What is being asked
Pick out all lines with the word "point" from the records that follow.

Provided material
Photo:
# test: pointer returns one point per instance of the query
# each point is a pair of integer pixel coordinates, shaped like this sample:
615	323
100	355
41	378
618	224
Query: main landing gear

Result below
# test: pointer returns one point per instance of the query
# each point is a pair of integer pixel coordinates, shaped like this sample:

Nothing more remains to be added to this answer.